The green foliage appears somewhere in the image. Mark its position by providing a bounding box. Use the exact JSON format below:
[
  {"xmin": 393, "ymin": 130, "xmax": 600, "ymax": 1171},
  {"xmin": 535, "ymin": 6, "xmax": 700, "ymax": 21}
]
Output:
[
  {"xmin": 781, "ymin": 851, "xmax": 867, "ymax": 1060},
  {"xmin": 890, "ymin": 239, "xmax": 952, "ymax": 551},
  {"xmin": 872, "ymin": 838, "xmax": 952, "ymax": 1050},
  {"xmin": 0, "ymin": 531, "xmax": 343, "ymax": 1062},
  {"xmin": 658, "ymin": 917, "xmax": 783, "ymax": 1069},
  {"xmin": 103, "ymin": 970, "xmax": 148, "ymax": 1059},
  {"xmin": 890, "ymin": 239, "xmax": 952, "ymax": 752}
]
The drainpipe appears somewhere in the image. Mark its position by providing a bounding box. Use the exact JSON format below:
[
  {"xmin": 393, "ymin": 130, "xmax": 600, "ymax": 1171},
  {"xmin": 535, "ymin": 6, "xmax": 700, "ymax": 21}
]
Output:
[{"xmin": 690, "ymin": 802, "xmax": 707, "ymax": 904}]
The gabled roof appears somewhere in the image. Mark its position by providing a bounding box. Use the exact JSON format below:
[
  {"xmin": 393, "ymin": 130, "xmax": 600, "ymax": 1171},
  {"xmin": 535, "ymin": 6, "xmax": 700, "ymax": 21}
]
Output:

────────

### What is needed
Output the listing above as a Markdown table with two columns, Row and Line. Number each line in order and leave out any blank lines.

### Solution for this problem
| Row | Line |
|---|---|
| 1 | The green foliage appears somewhere in the image. Mark its position by providing a bounding box. Use the exact JSON format below: |
| 2 | [ |
| 3 |   {"xmin": 393, "ymin": 130, "xmax": 600, "ymax": 1171}, |
| 4 |   {"xmin": 535, "ymin": 6, "xmax": 700, "ymax": 21} |
| 5 | ] |
| 6 | Output: |
| 7 | [ |
| 8 |   {"xmin": 781, "ymin": 851, "xmax": 867, "ymax": 1060}, |
| 9 |   {"xmin": 890, "ymin": 239, "xmax": 952, "ymax": 551}, |
| 10 |   {"xmin": 872, "ymin": 838, "xmax": 952, "ymax": 1050}, |
| 11 |   {"xmin": 0, "ymin": 531, "xmax": 343, "ymax": 1062}, |
| 12 |   {"xmin": 658, "ymin": 917, "xmax": 783, "ymax": 1069}, |
| 13 |   {"xmin": 103, "ymin": 970, "xmax": 148, "ymax": 1059}, |
| 14 |   {"xmin": 890, "ymin": 239, "xmax": 952, "ymax": 752} |
| 15 | ] |
| 16 | The drainpipe appears somewhere in the image. Mark its position by providing a bounding box. Use the exact JSON format below: |
| 17 | [ |
| 18 |   {"xmin": 393, "ymin": 130, "xmax": 600, "ymax": 1171}, |
| 19 |   {"xmin": 535, "ymin": 6, "xmax": 700, "ymax": 21} |
| 20 | ] |
| 21 | Output: |
| 22 | [{"xmin": 690, "ymin": 802, "xmax": 707, "ymax": 904}] |
| 23 | The gabled roof appears somewhere in the image. Mark its position by providing a bounding box. Use the exact JSON format below: |
| 24 | [ |
| 25 |   {"xmin": 393, "ymin": 130, "xmax": 600, "ymax": 1171}, |
| 26 |   {"xmin": 535, "ymin": 6, "xmax": 700, "ymax": 21} |
| 27 | ] |
| 28 | Output: |